We had a discussion at the last board meeting about the best type of lighting for the observatory to preserve night vision. Our librarian Scott Harlow raised a concern that colour blindness may need to be addressed in our observatory low-level lighting set up. Some board members replied that they thought colour blindness was principally a problem of distinguishing colour accurately. They thought that even if a color blind person couldn’t distinguish color, they’d still see the lighted area. Scott responded:
“I agree with the comment of colour blindness reducing to discernment of colour, particularly red and green regions of the visible electromagnetic spectrum for a small but significant percentage of the male population, but only insofar as comfortable ambient light levels are concerned. However, it’s a different kettle of chromatic fish under conditions of low ambient lighting levels. If someone has issues discerning colour under ordinary diurnal conditions then I assert that in nocturnal environs if a bandwidth is employed at low intensity, and the viewer’s sensitivity is substandard in the utilized region, then the person so afflicted will not see as ably as one not so afflicted. As such there poses an increased risk of damage to people and property from inadequate illumination… My suggestion is that we employ low-intensity LED lighting that factors in the population suffering from sensitivity dropouts, whether amber LED frequencies best serve the purpose I don’t know….”

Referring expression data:

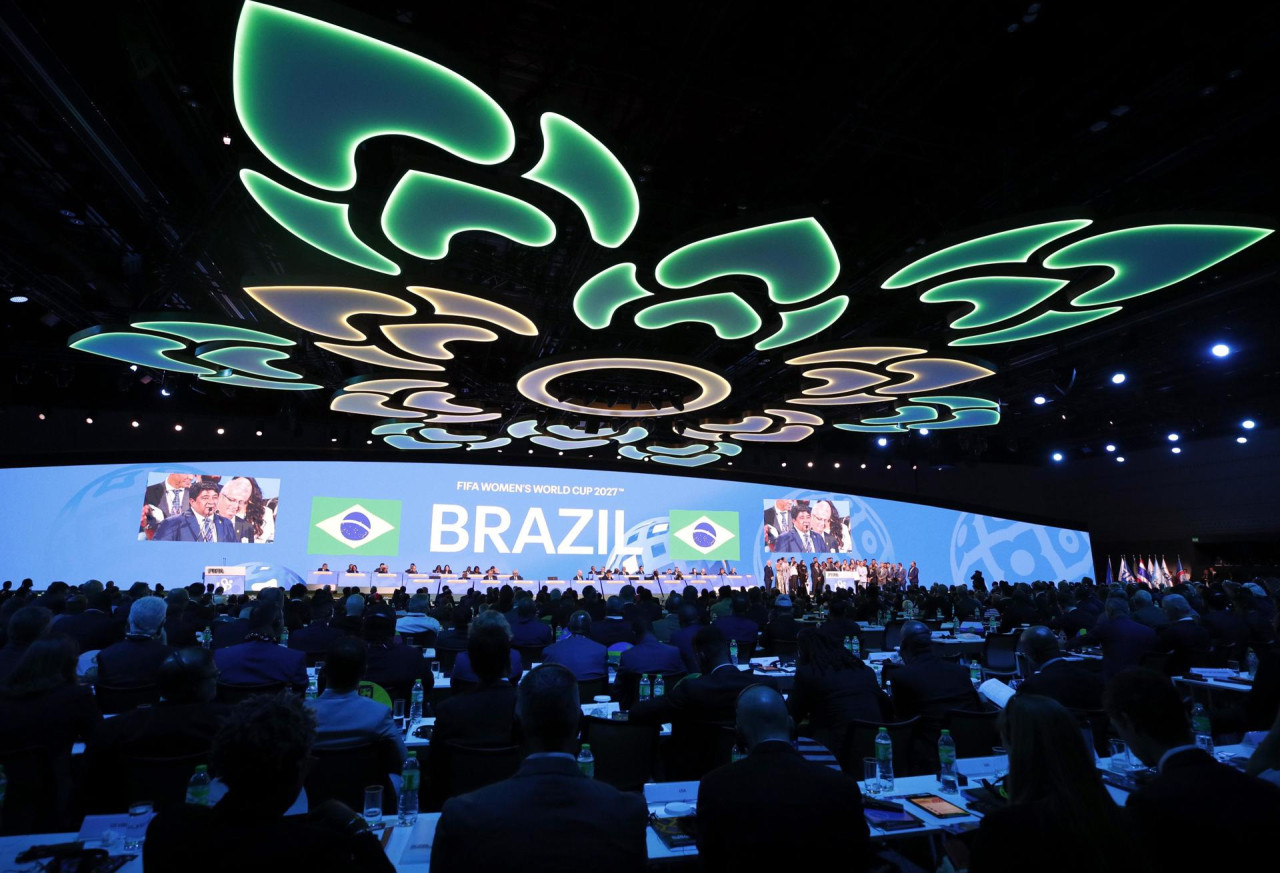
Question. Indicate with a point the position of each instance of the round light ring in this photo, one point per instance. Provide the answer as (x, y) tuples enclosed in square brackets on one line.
[(534, 383)]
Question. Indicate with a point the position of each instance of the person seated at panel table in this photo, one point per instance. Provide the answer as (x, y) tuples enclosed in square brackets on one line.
[(548, 816), (1060, 814), (813, 813), (1184, 813), (263, 753)]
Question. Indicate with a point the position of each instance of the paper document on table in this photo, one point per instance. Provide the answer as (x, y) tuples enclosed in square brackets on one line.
[(417, 850), (996, 691)]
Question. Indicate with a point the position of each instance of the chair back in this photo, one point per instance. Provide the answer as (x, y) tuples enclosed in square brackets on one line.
[(113, 699), (344, 773), (475, 767), (624, 752), (976, 732), (232, 694), (860, 743)]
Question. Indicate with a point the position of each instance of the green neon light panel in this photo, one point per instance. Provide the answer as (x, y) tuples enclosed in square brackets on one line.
[(1151, 257), (606, 293), (310, 92), (993, 298), (1014, 246), (794, 259), (426, 210), (725, 312), (801, 324), (316, 222), (579, 167)]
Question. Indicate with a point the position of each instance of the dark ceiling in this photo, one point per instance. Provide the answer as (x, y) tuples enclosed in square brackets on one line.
[(901, 127)]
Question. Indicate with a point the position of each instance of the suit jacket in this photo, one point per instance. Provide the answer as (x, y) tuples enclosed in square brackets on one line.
[(585, 658), (1070, 684), (702, 696), (346, 720), (256, 662), (547, 817), (131, 662), (814, 814), (187, 529), (790, 542), (1194, 794)]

### ABOUT THIS EXERCISE
Copy out the whole post about observatory lighting and colour blindness word for word.

### ANSWER SECTION
We had a discussion at the last board meeting about the best type of lighting for the observatory to preserve night vision. Our librarian Scott Harlow raised a concern that colour blindness may need to be addressed in our observatory low-level lighting set up. Some board members replied that they thought colour blindness was principally a problem of distinguishing colour accurately. They thought that even if a color blind person couldn’t distinguish color, they’d still see the lighted area. Scott responded:
“I agree with the comment of colour blindness reducing to discernment of colour, particularly red and green regions of the visible electromagnetic spectrum for a small but significant percentage of the male population, but only insofar as comfortable ambient light levels are concerned. However, it’s a different kettle of chromatic fish under conditions of low ambient lighting levels. If someone has issues discerning colour under ordinary diurnal conditions then I assert that in nocturnal environs if a bandwidth is employed at low intensity, and the viewer’s sensitivity is substandard in the utilized region, then the person so afflicted will not see as ably as one not so afflicted. As such there poses an increased risk of damage to people and property from inadequate illumination… My suggestion is that we employ low-intensity LED lighting that factors in the population suffering from sensitivity dropouts, whether amber LED frequencies best serve the purpose I don’t know….”